# Given data start

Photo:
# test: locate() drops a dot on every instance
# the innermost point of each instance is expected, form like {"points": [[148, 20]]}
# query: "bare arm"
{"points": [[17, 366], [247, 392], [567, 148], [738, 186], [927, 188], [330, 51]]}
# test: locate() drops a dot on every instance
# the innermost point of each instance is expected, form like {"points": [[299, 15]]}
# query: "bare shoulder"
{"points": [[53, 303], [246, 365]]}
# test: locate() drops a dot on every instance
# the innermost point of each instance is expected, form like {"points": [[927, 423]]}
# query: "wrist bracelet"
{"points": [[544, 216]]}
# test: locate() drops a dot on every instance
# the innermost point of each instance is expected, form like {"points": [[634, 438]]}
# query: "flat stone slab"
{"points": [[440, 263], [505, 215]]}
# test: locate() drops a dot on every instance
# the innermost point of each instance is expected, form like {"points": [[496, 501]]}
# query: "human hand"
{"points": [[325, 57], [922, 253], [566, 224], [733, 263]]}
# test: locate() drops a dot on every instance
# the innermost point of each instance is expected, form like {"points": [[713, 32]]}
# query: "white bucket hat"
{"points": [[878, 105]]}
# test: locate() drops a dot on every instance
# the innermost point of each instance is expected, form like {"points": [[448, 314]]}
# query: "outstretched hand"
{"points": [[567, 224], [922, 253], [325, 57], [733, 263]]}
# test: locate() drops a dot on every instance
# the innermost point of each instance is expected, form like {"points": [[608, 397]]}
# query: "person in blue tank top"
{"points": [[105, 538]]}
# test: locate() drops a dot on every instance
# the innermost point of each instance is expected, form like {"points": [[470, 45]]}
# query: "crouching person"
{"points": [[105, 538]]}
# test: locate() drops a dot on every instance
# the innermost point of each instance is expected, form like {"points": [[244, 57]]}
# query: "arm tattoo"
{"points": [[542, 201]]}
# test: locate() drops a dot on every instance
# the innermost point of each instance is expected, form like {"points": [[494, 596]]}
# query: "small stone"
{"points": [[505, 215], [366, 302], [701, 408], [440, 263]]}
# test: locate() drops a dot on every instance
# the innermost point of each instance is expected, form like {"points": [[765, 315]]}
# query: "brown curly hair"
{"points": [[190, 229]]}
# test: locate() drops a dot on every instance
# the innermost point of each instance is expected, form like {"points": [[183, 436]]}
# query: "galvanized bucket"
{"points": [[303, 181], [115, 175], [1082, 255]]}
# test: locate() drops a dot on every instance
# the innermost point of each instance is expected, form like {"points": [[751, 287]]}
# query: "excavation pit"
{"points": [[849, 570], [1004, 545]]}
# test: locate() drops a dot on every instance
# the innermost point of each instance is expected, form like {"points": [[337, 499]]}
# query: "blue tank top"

# Given data end

§ What the exercise asks: Nothing in the listing may be changed; retype it all exactly.

§ Solution for this task:
Photo:
# test: locate() drops a dot on every instance
# the innermost point of each instance is expected, form like {"points": [[148, 20]]}
# query: "bare arm"
{"points": [[17, 366], [247, 392], [567, 148], [738, 186], [927, 188], [330, 51]]}
# test: locate() drops a dot on every instance
# the innermost point of each instance is expected, form like {"points": [[299, 15]]}
# query: "bare shoulder"
{"points": [[53, 303], [246, 365]]}
# test: locate() drops a dot on every instance
# the innermost point of each instance is expected, form like {"points": [[927, 423]]}
# query: "wrist bracelet"
{"points": [[544, 216]]}
# test: locate() drops a dot on every instance
# the innermost point of each instance is expected, form like {"points": [[634, 438]]}
# query: "flat stone slab"
{"points": [[440, 263], [505, 215]]}
# test: locate() drops a dot on every instance
# the innermost point of each instance is expected, form like {"points": [[496, 501]]}
# query: "human hand"
{"points": [[325, 57], [922, 253], [566, 224], [733, 263]]}
# test: locate() drops a dot on every instance
# the innermost point of each instance is expected, form like {"points": [[713, 32]]}
# query: "white bucket hat"
{"points": [[878, 105]]}
# test: locate() drops a dot on every instance
# the innermost point of each instance is expected, form like {"points": [[448, 314]]}
# query: "outstretched hand"
{"points": [[567, 224], [922, 253], [325, 57], [733, 263]]}
# test: locate() drops a dot on every instance
# the innermost point of each instance is expected, form like {"points": [[608, 397]]}
# query: "person in blue tank top"
{"points": [[105, 538]]}
# test: locate() drops a dot on every instance
# the innermost point of each instance is expected, form like {"points": [[470, 45]]}
# query: "crouching person"
{"points": [[105, 538]]}
# test: locate() drops a dot on every instance
# the innermost point of each instance is expected, form like {"points": [[244, 57]]}
# query: "arm tattoo"
{"points": [[542, 201]]}
# test: locate() drops a dot on every instance
# the innermost point of each instance is expected, form like {"points": [[494, 596]]}
# query: "small stone"
{"points": [[505, 215], [366, 302], [701, 408], [440, 263]]}
# test: locate() drops a dot on every instance
# the innermost point of each instance is expected, form like {"points": [[765, 315]]}
# query: "brown curly hair"
{"points": [[190, 229]]}
# test: locate() drops a dot on every instance
# the innermost point of each instance is expected, form like {"points": [[183, 436]]}
# query: "galvanized bucket"
{"points": [[303, 181], [115, 175], [1082, 255]]}
# test: locate() drops a dot on every instance
# the innermost point of each instance is expected, form like {"points": [[751, 287]]}
# query: "excavation pit"
{"points": [[849, 570], [1004, 545]]}
# test: locate() drops a dot on every instance
# the innermost point of each instance is expected, form like {"points": [[337, 499]]}
# query: "blue tank top"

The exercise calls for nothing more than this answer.